* [Explore the material]:
1: Answer these questions from the article on Dripping Springs night skies, one answer per line, marked to match.
(a) Which organization designated Dripping Springs a Dark Sky Community?
(b) Which hormone does exposure to artificial light at night suppress?
(c) What do fireflies use their blinking lights for?
2: Rewrite the stretch of the article on Dripping Springs night skies from "The Stars at" through "the entire world.", putting "Houston" in place of "Austin".

* [Selected passage]:
*** Begin section ***

The Stars at Night
Dark skies in Dripping Springs offer stargazing like nowhere else in Texas
Just a few miles down the road from the bright lights of Austin, Dripping Springs holds on to its natural nights. The community’s efforts to practice better night lighting have earned it designation as a Dark Sky Community from the International Dark Sky Association (IDA), the first in Texas and one of only seven in the entire world.
Dripping Springs residents can gaze at stars no longer visible in most cities. Chances are, they also sleep better and enjoy better health.
Research shows that exposure to artificial light at night can increase risk for obesity, depression, sleep disorders, diabetes, breast cancer, and other ailments. It disrupts our normal day-night cycle, or circadian rhythm, and suppresses melatonin production. This hormone induces sleep but also has antioxidant properties, lowers cholesterol and helps our thyroid, pancreas, ovaries, testes and adrenal glands function.
Artificially bright nights also affect other animals and even plants. Light interferes with the ability of nocturnal mammals (those active at night) to hunt or hide and disrupts mating habits of some animals. For example, fireflies use their charming blinking lights to find mates but, when forced to compete with porch lights and street lamps, the insects lose out. Frogs and toads use croaking at night to attract partners and can be confused by night lighting.
Bright nights interfere with navigation by birds that migrate at night, and millions of birds die every year colliding with illuminated buildings and towers. Artificial lighting also affects seasonal cues that tell migratory birds when to go, which can cause them to miss the right conditions for nesting and foraging.

*** End section ***

* [Data extracts]:
*** Begin section ***

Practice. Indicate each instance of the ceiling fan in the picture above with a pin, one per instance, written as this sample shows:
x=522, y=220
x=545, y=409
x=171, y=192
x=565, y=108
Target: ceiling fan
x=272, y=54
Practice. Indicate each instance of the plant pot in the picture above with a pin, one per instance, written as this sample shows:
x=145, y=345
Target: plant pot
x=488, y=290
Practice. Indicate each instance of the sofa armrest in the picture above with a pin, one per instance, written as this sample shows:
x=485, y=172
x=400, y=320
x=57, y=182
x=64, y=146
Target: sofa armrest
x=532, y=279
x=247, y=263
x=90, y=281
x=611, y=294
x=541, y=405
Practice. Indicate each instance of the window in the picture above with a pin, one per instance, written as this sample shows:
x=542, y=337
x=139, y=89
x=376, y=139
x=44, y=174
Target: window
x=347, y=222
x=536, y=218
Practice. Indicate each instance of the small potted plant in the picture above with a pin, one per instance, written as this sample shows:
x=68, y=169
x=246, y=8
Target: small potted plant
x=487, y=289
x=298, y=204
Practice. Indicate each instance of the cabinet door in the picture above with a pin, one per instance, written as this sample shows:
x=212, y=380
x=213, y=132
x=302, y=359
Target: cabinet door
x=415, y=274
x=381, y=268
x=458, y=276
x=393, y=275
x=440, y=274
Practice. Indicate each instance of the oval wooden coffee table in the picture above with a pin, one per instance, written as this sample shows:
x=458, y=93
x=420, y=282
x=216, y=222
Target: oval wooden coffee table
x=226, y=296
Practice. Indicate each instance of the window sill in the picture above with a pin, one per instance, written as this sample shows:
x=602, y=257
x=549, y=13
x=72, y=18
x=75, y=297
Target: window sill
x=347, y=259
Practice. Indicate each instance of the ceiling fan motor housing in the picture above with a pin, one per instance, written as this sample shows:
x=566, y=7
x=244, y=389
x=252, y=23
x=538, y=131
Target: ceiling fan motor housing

*** End section ***

* [Answers for the tasks]:
1:
(a) The International Dark Sky Association (IDA)
(b) Melatonin
(c) To find mates

2:
The Stars at Night
Dark skies in Dripping Springs offer stargazing like nowhere else in Texas
Just a few miles down the road from the bright lights of Houston, Dripping Springs holds on to its natural nights. The community’s efforts to practice better night lighting have earned it designation as a Dark Sky Community from the International Dark Sky Association (IDA), the first in Texas and one of only seven in the entire world.